▸ Task objective: With the line containing "Target: rocky outcrop" as the first and the final line of the entries as the last, repeat exactly the lines in that span, including both.

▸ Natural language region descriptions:

= = = =

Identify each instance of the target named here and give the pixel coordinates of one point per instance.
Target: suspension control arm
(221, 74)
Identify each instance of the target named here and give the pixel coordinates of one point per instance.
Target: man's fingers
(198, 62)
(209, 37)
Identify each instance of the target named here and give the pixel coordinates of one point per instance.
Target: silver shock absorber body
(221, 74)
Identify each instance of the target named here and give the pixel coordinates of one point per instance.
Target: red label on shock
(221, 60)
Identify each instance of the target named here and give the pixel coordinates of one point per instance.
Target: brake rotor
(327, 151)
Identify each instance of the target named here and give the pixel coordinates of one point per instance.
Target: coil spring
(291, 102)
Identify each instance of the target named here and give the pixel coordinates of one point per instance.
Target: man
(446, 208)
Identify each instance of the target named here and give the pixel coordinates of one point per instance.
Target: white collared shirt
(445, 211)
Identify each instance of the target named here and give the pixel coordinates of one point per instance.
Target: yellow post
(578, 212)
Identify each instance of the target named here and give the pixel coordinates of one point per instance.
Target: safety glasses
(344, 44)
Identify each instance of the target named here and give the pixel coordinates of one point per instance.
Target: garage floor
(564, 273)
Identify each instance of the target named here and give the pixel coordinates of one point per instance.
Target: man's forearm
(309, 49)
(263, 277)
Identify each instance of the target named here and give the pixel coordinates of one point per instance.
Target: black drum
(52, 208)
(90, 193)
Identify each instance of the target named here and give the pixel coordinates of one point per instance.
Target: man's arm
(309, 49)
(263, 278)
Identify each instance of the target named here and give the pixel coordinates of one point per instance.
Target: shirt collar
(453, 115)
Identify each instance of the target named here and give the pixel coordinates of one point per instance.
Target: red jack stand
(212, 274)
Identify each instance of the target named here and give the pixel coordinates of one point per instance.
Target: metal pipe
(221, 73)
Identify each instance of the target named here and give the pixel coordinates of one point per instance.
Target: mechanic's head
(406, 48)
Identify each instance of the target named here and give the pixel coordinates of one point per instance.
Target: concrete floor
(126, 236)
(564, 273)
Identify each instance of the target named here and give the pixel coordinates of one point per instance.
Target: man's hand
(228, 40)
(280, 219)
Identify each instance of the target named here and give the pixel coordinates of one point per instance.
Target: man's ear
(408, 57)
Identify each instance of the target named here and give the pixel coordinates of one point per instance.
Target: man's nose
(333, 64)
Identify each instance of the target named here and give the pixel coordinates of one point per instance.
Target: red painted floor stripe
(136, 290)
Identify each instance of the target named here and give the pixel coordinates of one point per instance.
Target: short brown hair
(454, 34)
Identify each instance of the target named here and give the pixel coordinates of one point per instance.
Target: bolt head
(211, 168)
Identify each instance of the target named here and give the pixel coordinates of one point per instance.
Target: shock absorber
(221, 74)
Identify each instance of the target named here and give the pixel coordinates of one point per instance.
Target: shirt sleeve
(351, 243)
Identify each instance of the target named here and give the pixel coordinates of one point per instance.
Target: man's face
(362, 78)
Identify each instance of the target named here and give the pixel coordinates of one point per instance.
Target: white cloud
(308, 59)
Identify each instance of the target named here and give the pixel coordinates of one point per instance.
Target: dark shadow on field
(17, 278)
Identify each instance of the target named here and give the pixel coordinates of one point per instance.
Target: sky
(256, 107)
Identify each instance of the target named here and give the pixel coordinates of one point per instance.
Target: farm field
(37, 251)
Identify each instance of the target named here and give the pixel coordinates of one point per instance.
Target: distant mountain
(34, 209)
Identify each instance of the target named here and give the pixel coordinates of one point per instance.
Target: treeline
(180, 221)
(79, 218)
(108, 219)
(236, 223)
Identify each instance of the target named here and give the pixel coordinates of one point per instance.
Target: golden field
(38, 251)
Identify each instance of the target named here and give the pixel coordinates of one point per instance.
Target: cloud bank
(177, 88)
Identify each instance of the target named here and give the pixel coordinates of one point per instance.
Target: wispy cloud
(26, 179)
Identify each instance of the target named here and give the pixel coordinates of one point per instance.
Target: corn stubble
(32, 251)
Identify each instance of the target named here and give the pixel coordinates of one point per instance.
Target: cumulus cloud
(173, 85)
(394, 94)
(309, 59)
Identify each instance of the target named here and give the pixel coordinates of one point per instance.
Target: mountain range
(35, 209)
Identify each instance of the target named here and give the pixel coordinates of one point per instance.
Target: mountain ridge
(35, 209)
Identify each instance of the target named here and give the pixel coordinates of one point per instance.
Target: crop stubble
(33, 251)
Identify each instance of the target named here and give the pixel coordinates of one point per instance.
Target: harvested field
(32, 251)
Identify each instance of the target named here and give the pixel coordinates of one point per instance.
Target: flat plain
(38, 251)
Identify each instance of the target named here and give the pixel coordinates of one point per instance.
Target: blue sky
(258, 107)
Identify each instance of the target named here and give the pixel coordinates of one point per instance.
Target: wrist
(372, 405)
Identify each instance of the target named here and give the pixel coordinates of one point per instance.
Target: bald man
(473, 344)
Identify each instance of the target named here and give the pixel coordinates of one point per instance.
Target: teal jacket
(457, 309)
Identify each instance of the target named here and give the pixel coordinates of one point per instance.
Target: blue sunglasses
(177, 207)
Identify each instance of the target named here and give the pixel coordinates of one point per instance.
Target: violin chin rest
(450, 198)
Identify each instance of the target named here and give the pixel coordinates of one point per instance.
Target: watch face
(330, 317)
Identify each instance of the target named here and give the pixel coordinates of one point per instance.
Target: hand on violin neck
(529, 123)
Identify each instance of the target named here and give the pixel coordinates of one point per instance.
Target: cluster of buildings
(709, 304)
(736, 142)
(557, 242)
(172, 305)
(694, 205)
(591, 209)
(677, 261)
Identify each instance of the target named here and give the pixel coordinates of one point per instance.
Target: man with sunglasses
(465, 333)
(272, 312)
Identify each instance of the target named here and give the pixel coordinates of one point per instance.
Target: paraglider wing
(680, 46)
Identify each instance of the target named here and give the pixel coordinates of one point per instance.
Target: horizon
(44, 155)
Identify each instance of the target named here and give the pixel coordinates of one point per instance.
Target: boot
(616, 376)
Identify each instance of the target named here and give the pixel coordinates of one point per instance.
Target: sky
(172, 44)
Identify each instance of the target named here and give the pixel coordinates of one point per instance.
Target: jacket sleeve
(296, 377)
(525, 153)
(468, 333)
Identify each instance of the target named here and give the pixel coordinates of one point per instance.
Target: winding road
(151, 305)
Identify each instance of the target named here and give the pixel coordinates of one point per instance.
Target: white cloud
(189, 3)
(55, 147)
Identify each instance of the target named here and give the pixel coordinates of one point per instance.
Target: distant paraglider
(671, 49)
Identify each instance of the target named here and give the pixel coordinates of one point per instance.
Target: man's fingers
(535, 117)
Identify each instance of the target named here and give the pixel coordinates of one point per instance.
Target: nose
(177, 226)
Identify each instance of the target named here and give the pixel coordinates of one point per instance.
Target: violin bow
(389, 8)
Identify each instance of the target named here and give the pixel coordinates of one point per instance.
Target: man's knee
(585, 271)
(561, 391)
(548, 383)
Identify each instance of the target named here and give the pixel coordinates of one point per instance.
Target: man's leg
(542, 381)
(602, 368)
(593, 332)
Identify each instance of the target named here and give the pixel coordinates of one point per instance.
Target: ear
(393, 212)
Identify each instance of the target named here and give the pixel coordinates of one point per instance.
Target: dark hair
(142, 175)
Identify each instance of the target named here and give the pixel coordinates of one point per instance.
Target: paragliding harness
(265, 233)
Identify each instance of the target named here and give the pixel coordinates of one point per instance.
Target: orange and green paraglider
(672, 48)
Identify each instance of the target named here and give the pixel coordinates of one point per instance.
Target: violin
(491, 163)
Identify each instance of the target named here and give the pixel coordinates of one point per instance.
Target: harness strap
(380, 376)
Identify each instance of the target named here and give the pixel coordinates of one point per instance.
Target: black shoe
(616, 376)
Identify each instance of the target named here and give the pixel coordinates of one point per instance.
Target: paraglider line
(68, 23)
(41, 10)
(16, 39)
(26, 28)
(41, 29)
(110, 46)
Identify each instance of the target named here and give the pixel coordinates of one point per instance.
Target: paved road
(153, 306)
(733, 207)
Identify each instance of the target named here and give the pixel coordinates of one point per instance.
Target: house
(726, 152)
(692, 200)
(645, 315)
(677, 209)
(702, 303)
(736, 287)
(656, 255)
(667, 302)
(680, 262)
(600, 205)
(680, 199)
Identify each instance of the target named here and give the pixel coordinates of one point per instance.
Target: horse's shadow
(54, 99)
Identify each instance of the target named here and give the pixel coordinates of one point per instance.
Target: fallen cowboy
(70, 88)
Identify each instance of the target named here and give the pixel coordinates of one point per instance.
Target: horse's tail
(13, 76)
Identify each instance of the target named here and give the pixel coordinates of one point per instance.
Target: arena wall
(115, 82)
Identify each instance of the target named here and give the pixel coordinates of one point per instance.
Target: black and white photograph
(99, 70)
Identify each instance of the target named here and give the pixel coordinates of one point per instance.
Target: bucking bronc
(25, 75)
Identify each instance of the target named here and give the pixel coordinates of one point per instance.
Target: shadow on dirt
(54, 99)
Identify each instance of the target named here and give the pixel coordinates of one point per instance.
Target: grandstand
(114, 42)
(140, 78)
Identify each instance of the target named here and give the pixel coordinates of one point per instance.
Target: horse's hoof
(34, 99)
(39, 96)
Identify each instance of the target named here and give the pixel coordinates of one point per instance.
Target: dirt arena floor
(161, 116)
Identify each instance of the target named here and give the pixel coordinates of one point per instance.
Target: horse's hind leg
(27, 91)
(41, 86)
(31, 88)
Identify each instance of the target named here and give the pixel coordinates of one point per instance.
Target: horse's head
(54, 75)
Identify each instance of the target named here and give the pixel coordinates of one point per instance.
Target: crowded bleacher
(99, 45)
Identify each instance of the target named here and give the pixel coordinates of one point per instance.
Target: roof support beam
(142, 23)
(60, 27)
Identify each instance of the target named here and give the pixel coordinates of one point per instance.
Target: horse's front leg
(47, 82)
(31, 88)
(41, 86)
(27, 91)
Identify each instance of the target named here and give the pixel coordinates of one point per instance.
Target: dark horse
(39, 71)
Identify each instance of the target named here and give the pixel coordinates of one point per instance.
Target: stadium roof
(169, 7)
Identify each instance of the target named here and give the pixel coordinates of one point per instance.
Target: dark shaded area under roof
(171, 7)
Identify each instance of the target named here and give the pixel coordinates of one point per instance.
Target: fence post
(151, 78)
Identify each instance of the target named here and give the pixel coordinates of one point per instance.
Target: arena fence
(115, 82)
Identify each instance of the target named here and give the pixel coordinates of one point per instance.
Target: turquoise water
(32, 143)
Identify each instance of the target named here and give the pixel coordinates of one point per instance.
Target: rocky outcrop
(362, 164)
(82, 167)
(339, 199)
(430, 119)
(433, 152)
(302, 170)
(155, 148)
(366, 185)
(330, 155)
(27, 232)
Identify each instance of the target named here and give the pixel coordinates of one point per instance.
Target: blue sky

= = = =

▸ Solution below:
Target: rocky outcrop
(362, 164)
(82, 167)
(339, 199)
(430, 119)
(433, 152)
(302, 170)
(155, 148)
(366, 185)
(330, 155)
(27, 232)
Identify each instance of the target named here and give the pixel coordinates of one point per instance.
Target: blue sky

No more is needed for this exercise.